• **What this task involves**: Write out each record again exactly as it stands.

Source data
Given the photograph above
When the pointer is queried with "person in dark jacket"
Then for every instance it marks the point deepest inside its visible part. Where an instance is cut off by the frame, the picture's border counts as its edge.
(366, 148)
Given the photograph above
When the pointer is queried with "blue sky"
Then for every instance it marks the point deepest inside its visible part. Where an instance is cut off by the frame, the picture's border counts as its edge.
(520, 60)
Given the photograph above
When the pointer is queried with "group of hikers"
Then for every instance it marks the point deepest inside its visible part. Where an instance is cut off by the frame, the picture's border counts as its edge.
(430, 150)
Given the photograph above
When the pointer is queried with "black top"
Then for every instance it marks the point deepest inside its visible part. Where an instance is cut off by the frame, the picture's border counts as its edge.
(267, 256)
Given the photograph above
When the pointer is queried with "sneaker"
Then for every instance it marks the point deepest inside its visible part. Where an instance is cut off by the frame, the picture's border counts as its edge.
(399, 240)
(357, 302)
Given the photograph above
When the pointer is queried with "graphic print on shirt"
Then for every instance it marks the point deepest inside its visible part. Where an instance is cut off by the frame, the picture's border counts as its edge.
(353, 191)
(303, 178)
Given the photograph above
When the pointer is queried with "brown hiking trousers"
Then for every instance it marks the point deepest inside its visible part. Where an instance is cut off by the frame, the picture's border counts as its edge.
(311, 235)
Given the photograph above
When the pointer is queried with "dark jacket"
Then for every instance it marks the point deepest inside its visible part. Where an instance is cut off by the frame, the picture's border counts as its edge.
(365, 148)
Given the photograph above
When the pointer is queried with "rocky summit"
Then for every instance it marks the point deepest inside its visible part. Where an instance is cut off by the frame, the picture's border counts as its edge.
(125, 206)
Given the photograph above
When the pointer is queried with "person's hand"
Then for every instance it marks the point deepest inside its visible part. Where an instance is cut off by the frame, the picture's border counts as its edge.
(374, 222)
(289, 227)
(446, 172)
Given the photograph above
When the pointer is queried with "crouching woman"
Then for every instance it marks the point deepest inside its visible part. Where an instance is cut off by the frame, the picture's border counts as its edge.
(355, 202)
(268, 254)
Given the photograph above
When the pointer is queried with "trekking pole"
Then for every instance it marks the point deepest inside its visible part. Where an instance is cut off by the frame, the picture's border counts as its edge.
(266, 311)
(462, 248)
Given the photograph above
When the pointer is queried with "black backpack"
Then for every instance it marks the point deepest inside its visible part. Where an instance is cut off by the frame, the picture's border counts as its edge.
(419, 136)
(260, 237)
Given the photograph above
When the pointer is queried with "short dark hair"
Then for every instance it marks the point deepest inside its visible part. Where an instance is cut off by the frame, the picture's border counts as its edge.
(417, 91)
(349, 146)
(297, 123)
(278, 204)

• **Complete response**:
Given the photograph above
When the pointer is queried with "person in dark jacket"
Then for every instance it marks the point deepest inside its visible part. Where an instance is cut off by the frame, the picture's border counts as its edge.
(366, 148)
Given the photograph above
When the pointer is queried with "blue sky"
Then for every instance it marks the point deepest inside its visible part. Where an instance is cut off by the frame, the picture's border counts as its edge.
(520, 60)
Given the photograph above
When the pointer is queried with "group of hikers"
Then for every instance it marks the point deepest inside its visible part. Where an instance is cut off by the frame, the picture's border counts as its edge.
(430, 150)
Given the photograph above
When the pointer is queried with "black top"
Then for every instance it marks the point deepest inside its visible part. Where an instance is cut off by the frame, the picture's border counts as its edge.
(267, 256)
Given the photograph above
When the pointer is queried with "sneaker"
Then for every instance it marks the point deepest inside its visible part. Where an instance is cut off by the frame, the picture's border counts as its edge.
(399, 240)
(357, 302)
Given the photograph above
When the pointer is queried with "graphic print on shirt"
Then for every instance it marks the point deepest inside its visible part. Where an instance is cut off by the frame, the picture's border counts as its edge.
(353, 191)
(303, 178)
Given the photograph above
When the pointer is queried with "brown hiking trousers"
Then for every instance it marks the point deepest inside its visible part. Where an instance is cut off by the frame, the picture's border counts as its edge.
(311, 235)
Given the photograph above
When the pointer is queried with "dark jacket"
Then for every instance it marks the point deepest inside its visible part. Where an instance is cut off by the frame, the picture's border counts as its edge.
(365, 148)
Given the photograph above
When the pointer is queried with "rocky summit"
Then for every instance it marks the point deepest inside its visible part. Where an instance is cut off by the frame, the picture's border counts as its edge.
(125, 206)
Given the photograph above
When the pointer is queried with "person's hand"
Then for every instance it marks the point deepest inside its visible part. Where an instance is cut off by the frame, the picture's border counts as its edge.
(374, 222)
(289, 227)
(446, 172)
Given the photograph above
When the pointer is queried with "crouching woman"
Then for every instance it marks the point deepest inside its visible part. Where an instance is cut off by the frame, the picture's border counts as its edge.
(355, 202)
(268, 254)
Given the photograph above
When the pointer is queried with "trekking pole"
Then for every instance it marks the point deepest inside its visible part. Where an instance is cut off by the frame, the picture's border counts as its edge.
(266, 311)
(462, 248)
Given the photograph above
When the pointer is queried with "black backpack"
Then for every instance it marks the point deepest inside its visible part. Where an instance is cut off by the frame, the picture's border counts as its edge.
(419, 136)
(260, 237)
Given the photograph above
When the pointer is queried with "short dark hair"
Then for every instance it marks the point deepest inside its visible part. Where an instance is cut off by the frame, the picture's border counts as its edge.
(417, 91)
(349, 146)
(297, 123)
(278, 204)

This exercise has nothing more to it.